§ **Work order**
Going through the entries, how many lines include the string "below"? Answer only with the number.

§ **Data shown**

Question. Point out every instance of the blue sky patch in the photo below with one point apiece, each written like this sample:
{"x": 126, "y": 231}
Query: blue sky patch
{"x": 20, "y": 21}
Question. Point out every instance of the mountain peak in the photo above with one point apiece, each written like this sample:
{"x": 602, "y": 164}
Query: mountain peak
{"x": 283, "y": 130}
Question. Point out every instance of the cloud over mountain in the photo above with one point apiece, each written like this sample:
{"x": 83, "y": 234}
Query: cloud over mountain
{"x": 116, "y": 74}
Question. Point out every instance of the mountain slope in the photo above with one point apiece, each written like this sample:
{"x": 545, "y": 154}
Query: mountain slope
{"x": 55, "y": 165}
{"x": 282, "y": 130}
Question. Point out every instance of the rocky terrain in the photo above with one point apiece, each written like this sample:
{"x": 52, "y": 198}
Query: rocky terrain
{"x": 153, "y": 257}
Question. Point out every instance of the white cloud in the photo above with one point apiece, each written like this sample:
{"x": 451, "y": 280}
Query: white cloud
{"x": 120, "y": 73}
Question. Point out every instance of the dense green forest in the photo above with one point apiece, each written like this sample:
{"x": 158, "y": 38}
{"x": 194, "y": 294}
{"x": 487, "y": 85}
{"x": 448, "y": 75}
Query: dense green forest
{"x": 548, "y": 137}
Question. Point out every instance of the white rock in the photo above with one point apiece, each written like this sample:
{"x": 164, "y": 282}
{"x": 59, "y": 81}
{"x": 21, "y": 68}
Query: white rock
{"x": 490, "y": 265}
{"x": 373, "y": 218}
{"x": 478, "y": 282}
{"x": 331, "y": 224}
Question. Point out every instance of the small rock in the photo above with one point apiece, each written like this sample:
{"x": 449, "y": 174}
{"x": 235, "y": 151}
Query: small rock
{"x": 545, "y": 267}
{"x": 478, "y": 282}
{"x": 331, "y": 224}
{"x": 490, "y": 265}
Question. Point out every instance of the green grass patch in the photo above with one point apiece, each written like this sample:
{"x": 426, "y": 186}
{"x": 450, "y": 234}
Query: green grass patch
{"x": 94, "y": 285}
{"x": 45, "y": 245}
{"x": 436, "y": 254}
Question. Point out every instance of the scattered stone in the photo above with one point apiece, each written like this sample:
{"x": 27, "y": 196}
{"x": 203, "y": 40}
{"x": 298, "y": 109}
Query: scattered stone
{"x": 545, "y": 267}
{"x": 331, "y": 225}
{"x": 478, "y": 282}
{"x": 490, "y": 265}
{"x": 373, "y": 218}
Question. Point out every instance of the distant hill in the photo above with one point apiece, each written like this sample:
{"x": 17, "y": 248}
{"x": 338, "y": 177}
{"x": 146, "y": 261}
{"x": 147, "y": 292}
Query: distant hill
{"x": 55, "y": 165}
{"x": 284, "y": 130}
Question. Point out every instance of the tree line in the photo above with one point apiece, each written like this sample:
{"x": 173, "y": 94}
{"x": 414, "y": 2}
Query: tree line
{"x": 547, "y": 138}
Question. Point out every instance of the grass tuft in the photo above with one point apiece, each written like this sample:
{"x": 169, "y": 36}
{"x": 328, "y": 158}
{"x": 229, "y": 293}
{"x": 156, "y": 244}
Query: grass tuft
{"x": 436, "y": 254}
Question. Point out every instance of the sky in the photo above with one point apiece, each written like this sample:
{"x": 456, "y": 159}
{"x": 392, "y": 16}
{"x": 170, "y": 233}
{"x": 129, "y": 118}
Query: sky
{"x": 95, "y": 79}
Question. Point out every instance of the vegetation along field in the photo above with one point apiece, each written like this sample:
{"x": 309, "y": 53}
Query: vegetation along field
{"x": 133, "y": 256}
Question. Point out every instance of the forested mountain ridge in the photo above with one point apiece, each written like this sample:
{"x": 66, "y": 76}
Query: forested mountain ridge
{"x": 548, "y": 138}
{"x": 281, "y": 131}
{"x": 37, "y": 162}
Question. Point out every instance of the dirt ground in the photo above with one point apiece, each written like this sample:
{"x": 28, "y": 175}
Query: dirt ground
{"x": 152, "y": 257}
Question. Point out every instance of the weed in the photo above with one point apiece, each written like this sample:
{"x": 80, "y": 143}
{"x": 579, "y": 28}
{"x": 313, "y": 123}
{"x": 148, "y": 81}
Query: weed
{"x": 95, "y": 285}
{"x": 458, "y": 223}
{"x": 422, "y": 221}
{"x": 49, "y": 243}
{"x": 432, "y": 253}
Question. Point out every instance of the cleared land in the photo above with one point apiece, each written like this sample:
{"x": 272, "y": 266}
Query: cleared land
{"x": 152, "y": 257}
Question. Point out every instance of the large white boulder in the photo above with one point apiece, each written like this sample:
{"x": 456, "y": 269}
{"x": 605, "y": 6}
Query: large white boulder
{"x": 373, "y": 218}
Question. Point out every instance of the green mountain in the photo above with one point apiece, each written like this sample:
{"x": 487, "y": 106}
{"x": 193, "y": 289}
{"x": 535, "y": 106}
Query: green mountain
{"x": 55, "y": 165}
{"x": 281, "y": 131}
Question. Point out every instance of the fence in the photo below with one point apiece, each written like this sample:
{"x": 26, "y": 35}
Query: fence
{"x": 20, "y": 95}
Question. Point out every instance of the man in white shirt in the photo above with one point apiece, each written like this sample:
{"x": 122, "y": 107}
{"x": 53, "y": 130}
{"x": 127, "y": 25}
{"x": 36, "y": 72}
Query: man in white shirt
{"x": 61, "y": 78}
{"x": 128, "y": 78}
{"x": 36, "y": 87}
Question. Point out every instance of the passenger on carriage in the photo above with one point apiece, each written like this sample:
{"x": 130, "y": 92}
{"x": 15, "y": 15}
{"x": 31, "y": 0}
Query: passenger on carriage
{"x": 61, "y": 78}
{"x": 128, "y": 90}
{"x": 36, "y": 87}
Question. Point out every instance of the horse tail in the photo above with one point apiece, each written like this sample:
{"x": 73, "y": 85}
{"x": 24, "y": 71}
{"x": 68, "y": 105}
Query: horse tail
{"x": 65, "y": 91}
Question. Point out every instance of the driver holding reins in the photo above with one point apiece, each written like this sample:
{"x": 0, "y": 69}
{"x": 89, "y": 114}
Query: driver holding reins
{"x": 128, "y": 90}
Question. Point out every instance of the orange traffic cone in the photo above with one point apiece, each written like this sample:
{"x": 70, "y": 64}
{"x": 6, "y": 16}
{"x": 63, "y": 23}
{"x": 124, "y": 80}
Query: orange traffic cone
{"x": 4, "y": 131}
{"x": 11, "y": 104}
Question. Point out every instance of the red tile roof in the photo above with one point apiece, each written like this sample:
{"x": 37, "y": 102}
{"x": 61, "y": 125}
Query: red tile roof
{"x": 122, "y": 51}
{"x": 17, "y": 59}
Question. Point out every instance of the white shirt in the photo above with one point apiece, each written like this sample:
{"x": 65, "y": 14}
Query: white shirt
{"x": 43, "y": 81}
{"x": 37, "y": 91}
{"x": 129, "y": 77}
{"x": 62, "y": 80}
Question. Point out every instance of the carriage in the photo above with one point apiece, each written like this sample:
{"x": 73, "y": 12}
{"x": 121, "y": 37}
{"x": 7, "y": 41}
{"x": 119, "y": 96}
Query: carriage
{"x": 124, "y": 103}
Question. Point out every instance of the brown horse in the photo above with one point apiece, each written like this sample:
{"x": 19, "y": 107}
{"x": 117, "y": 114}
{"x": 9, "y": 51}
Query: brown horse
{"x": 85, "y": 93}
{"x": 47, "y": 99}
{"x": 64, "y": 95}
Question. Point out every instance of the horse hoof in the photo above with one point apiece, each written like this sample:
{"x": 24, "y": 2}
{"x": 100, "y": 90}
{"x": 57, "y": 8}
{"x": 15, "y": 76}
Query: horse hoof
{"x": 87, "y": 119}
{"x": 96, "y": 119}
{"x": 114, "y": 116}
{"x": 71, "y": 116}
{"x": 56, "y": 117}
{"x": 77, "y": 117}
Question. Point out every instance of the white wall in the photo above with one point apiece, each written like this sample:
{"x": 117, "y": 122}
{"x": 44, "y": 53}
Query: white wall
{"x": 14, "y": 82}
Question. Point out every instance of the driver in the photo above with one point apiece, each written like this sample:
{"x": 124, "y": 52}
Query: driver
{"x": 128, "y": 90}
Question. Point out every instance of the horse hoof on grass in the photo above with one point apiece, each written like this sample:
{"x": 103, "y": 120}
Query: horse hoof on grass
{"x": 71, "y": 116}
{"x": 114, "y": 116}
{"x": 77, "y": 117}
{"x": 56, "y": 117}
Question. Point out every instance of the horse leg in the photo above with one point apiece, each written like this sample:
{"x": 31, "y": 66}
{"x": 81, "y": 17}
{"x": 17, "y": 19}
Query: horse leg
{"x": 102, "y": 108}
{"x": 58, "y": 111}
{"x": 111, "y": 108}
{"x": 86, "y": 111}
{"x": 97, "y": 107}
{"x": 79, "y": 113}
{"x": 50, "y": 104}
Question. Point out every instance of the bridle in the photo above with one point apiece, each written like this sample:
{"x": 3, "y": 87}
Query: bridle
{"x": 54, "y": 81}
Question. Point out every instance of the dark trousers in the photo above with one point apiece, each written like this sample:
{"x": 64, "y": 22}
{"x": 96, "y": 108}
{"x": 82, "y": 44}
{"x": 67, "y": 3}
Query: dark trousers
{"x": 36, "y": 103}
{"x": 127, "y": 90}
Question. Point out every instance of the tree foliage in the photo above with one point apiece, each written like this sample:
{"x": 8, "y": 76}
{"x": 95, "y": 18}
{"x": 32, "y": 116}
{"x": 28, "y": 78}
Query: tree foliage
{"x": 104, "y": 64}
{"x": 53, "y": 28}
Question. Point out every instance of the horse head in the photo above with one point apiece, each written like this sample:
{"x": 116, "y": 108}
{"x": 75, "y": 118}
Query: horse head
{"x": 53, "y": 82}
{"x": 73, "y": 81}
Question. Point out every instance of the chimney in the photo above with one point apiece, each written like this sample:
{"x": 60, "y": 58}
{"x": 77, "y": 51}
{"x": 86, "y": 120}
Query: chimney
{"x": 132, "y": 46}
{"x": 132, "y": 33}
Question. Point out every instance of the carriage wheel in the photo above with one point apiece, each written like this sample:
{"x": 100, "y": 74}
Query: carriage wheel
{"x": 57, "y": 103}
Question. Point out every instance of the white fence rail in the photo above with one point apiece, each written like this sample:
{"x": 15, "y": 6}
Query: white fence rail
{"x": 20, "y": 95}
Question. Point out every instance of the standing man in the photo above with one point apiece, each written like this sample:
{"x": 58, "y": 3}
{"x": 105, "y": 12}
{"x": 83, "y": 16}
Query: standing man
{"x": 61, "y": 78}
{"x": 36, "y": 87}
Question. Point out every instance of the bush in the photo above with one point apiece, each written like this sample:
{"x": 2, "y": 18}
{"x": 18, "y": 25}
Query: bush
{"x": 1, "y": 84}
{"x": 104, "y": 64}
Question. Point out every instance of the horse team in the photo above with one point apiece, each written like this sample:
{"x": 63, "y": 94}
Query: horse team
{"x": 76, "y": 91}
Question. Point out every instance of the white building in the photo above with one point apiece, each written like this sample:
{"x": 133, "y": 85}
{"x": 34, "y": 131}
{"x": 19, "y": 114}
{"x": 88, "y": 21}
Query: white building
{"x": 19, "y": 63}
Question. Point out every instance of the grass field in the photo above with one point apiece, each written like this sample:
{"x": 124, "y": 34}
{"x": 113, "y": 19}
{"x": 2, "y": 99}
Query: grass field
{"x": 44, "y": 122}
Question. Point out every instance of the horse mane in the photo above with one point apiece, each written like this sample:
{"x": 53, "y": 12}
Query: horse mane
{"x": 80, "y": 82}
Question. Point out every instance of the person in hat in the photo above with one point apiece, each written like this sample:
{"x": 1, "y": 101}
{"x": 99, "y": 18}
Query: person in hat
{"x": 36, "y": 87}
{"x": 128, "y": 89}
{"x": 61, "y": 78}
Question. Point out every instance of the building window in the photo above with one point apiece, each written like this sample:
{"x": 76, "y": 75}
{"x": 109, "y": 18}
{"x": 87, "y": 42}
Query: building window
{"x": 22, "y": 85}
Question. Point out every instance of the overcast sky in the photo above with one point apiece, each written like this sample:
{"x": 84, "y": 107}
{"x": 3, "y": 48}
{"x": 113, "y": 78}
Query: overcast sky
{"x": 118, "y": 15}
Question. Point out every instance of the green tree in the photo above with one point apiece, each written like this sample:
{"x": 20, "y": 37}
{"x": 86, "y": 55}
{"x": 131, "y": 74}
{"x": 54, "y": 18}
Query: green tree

§ **Response to the exercise**
2